start Working data

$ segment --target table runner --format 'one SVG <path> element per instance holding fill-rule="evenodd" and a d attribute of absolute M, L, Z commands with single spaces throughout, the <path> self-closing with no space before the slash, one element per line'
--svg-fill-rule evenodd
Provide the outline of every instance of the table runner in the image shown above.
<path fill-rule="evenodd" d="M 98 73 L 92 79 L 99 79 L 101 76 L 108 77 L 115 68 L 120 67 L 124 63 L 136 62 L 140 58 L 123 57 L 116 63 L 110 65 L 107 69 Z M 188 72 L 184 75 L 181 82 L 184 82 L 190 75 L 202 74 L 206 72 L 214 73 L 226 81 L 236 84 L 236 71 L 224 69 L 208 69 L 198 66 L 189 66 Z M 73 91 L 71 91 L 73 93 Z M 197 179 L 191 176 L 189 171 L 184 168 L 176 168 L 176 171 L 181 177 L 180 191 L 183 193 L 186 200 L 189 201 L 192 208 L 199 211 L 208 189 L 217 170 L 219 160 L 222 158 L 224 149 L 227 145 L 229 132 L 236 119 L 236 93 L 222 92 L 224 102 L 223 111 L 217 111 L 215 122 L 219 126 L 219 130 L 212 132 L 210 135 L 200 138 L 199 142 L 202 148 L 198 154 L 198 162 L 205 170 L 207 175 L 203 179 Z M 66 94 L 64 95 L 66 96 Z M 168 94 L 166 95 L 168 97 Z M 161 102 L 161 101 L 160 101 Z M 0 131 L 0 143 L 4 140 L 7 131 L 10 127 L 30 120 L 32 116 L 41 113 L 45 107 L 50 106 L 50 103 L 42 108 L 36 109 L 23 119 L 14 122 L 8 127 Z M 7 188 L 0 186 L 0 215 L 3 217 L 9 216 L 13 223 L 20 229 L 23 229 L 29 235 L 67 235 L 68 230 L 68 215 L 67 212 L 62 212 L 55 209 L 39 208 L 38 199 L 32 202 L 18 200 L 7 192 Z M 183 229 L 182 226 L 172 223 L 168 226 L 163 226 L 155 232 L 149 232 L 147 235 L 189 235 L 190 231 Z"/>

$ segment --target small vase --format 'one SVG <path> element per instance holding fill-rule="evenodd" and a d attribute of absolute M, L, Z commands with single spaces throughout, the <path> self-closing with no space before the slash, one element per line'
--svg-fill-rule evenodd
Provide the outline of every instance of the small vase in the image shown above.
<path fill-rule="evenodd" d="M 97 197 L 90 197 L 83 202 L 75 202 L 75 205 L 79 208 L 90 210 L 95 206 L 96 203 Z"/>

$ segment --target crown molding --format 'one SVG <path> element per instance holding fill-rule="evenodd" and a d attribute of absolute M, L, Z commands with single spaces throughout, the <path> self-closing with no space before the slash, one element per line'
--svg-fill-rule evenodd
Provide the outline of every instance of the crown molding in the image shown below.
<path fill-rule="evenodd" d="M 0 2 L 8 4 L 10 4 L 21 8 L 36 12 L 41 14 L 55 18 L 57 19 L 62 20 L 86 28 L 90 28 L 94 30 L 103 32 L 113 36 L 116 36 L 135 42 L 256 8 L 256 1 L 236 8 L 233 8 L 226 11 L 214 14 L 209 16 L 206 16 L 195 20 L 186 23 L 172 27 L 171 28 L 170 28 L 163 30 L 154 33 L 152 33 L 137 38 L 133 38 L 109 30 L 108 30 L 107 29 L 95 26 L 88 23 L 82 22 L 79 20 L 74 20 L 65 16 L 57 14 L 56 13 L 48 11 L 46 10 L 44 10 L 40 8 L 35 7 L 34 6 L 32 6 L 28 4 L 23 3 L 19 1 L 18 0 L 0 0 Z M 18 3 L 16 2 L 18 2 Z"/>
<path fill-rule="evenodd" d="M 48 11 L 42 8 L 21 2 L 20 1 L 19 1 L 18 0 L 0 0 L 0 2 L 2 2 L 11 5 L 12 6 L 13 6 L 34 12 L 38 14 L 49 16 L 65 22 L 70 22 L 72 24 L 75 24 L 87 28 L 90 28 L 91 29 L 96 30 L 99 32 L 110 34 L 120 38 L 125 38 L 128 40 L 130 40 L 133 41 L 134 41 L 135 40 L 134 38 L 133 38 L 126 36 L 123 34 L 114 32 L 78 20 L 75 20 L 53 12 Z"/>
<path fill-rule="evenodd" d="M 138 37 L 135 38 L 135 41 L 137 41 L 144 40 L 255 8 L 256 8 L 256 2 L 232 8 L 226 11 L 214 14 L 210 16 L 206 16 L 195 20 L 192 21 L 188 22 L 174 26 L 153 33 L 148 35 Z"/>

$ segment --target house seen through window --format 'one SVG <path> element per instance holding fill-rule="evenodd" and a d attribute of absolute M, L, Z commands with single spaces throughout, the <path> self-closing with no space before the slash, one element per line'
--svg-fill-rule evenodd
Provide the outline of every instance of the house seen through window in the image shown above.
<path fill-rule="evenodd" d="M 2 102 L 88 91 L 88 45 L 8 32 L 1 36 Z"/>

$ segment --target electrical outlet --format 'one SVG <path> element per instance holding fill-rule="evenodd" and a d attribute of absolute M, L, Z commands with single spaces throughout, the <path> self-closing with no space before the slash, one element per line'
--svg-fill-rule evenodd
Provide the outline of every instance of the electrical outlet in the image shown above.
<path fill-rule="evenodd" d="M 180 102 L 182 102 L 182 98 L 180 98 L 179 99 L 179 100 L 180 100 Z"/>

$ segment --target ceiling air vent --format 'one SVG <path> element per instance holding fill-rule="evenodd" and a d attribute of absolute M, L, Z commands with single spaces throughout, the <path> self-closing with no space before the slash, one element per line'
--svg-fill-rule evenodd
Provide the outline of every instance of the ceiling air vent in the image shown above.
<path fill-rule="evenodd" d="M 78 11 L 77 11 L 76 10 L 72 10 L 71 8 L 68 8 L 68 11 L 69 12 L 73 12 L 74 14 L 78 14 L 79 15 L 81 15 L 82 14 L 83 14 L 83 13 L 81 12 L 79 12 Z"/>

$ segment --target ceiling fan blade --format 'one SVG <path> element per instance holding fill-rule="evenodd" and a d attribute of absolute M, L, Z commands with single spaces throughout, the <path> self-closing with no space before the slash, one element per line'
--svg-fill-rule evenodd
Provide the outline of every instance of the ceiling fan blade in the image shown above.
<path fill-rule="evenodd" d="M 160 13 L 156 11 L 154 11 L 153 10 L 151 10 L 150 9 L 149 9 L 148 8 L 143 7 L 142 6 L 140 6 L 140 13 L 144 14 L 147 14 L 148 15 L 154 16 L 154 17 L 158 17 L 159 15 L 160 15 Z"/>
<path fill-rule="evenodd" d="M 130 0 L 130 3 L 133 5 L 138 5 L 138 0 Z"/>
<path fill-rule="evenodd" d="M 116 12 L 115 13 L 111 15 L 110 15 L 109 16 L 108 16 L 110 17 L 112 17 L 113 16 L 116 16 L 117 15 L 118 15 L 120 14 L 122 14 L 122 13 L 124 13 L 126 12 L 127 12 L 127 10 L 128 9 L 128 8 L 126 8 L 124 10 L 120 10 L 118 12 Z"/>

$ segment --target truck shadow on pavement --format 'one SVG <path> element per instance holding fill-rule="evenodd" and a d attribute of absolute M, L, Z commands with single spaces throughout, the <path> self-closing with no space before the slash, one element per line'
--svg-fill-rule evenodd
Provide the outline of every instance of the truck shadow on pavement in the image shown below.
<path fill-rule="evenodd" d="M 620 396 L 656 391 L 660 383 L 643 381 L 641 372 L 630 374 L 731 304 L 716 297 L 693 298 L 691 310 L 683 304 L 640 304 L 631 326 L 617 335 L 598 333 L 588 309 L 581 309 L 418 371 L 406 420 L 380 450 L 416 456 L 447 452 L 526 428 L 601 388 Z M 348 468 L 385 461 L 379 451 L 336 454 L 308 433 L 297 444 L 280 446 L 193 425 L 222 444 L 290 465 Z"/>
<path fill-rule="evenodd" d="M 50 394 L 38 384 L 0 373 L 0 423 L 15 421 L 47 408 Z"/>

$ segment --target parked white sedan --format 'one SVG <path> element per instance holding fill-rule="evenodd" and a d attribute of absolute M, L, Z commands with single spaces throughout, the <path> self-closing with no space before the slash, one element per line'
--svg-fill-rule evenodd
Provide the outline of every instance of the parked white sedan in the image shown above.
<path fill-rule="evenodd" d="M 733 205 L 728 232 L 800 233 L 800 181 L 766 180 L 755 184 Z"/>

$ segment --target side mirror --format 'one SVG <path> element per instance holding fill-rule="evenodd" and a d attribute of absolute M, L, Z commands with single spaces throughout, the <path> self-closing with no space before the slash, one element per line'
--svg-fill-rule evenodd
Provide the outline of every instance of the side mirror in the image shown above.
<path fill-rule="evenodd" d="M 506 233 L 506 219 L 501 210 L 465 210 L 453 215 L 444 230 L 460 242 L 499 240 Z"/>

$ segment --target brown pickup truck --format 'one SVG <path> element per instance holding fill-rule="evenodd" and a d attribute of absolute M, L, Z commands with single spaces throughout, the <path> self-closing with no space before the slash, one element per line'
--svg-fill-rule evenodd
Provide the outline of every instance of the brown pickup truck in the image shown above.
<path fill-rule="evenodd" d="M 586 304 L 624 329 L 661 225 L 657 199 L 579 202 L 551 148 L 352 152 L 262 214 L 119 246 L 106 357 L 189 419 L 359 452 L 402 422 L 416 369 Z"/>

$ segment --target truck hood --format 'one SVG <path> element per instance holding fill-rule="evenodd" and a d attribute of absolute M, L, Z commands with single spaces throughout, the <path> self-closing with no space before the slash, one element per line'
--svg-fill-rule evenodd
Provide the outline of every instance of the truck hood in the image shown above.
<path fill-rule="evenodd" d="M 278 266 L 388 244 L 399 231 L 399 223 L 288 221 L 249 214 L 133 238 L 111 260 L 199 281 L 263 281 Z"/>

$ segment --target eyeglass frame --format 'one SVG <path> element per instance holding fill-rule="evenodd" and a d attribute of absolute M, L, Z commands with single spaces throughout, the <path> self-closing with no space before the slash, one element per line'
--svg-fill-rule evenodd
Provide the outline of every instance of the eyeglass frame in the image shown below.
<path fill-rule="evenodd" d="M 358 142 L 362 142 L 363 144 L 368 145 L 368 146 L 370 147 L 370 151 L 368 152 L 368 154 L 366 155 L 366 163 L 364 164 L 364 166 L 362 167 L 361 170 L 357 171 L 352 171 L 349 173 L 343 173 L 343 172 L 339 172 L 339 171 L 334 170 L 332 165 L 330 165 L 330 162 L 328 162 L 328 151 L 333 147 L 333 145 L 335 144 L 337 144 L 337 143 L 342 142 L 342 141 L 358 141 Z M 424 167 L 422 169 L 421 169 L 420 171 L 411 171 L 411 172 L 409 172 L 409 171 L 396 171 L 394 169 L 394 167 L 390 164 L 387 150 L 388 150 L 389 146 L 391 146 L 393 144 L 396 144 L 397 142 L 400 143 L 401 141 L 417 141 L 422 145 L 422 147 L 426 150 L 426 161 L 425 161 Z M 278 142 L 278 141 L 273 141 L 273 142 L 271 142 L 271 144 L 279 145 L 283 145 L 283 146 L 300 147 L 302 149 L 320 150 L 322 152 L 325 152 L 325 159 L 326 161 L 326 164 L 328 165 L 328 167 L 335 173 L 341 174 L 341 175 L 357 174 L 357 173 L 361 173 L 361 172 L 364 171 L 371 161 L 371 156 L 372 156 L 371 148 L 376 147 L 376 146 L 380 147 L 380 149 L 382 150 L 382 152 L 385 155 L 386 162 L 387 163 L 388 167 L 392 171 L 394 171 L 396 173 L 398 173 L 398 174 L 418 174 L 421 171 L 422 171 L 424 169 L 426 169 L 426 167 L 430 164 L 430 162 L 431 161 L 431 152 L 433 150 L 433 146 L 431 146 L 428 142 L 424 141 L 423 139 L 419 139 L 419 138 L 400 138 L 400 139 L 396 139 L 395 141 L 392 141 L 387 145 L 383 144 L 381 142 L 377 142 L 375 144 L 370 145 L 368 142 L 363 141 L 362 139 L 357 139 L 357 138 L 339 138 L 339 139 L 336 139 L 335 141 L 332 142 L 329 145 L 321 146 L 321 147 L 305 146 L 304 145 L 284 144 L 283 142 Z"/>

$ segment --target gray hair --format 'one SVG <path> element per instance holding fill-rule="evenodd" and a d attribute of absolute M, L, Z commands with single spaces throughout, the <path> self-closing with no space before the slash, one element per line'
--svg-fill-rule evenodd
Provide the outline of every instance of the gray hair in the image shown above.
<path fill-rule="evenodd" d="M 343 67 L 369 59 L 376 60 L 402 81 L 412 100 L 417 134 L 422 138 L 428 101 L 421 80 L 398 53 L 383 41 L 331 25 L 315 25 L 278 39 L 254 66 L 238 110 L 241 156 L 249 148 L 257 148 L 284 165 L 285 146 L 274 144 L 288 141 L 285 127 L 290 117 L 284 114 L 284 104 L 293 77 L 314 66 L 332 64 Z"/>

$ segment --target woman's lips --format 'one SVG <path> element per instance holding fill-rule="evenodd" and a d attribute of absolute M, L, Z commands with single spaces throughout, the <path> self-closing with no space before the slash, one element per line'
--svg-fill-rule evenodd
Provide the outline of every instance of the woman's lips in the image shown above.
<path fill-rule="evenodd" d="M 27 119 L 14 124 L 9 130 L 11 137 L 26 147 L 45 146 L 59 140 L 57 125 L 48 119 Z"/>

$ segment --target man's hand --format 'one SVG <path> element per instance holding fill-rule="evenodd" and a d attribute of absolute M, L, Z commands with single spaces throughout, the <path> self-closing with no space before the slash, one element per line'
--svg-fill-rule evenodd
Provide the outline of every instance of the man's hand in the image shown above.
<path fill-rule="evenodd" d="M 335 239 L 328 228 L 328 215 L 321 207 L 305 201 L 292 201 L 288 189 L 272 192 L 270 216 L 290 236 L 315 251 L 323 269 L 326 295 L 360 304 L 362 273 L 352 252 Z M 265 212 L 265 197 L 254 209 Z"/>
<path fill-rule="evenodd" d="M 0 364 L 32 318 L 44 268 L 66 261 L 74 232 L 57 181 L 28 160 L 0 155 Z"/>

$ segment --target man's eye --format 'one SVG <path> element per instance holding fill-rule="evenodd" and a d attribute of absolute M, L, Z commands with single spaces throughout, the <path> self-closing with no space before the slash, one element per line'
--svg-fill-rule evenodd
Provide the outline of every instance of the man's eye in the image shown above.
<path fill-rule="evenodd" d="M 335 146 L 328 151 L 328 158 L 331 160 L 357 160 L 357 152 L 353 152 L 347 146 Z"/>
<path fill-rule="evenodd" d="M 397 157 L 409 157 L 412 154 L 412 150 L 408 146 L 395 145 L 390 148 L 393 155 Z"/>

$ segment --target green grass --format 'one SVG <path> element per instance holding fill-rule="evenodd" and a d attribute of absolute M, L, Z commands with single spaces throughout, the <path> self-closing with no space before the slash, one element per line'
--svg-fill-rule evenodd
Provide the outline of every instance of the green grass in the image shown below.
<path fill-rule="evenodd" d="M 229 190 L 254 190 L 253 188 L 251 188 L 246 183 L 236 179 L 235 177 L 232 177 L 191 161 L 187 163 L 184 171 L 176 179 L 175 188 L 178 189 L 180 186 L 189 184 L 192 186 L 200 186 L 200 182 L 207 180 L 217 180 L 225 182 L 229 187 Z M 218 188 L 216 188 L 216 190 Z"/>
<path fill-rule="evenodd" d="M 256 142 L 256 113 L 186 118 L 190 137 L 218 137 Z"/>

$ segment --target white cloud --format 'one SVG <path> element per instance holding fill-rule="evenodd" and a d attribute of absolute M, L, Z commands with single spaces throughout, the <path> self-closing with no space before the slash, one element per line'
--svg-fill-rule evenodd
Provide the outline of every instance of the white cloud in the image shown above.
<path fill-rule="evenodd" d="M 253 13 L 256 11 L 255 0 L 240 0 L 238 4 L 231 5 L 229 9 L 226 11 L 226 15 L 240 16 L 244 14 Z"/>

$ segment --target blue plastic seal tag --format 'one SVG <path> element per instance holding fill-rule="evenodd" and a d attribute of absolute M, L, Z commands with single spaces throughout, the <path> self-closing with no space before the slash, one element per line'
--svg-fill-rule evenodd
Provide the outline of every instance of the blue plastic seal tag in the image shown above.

end Working data

## [Work to be completed]
Repeat the part of the data above that opens with the line containing "segment --target side" and closes with the line containing "Provide the outline of every instance of the side", including both of those lines.

## [The output]
$ segment --target side mirror --format 'one SVG <path> element per instance holding fill-rule="evenodd" and a d attribute of absolute M, L, Z commands with single spaces throughout, the <path> self-closing with no space before the slash, one element per line'
--svg-fill-rule evenodd
Provide the outline of every instance of the side mirror in the image shown above.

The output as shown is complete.